Page excerpt:
________________________

Meredith Murphy a message from Meredith Murphy

Tuesday, 14 February, 2012  (posted 28 February, 2012)

 

 

Flock of parrotsThis morning as I started my day to a mocking bird orchestra-in-one, and then a flock of naturalized parrots took flight, soaring overhead and squawking with such exuberance that all the dogs including our new puppy Lily stopped, turned and looked up, I began to ponder my song.

As a non-native speaker of these early morning songs, I can only marvel at their lyrical beauty. Birds to me and to many of us have long symbolized freedom. Their innate rapport with the sky alone is enough to create a sense of awe. Their consistent singing, though is what really moves me. It feels to me like the same commitment to being that trees and flowers demonstrate; a devotion to embodying the essence of each aspect regardless of location, weather, or any other mitigating circumstance.

Birds, I've noticed, sing even in the rain. They sing when the local city workers are drilling and putting in new traffic lights, like this morning. They sing when it's cold and when it's scaldingly hot and hasn't rained in months. They just sing.

________________________

Copy out the blog post above about birds singing, word for word and in full.

________________________

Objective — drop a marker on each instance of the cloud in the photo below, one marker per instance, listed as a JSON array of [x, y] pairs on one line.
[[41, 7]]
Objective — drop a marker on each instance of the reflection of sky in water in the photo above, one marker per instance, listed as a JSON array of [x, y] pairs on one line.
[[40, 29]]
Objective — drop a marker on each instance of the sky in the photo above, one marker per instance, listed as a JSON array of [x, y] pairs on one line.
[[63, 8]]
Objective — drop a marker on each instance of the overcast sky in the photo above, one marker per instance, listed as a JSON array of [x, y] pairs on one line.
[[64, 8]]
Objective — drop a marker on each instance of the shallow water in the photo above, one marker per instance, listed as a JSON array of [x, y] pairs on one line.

________________________

Output of the exercise:
Meredith Murphy a message from Meredith Murphy

Tuesday, 14 February, 2012  (posted 28 February, 2012)

 

 

Flock of parrotsThis morning as I started my day to a mocking bird orchestra-in-one, and then a flock of naturalized parrots took flight, soaring overhead and squawking with such exuberance that all the dogs including our new puppy Lily stopped, turned and looked up, I began to ponder my song.

As a non-native speaker of these early morning songs, I can only marvel at their lyrical beauty. Birds to me and to many of us have long symbolized freedom. Their innate rapport with the sky alone is enough to create a sense of awe. Their consistent singing, though is what really moves me. It feels to me like the same commitment to being that trees and flowers demonstrate; a devotion to embodying the essence of each aspect regardless of location, weather, or any other mitigating circumstance.

Birds, I've noticed, sing even in the rain. They sing when the local city workers are drilling and putting in new traffic lights, like this morning. They sing when it's cold and when it's scaldingly hot and hasn't rained in months. They just sing.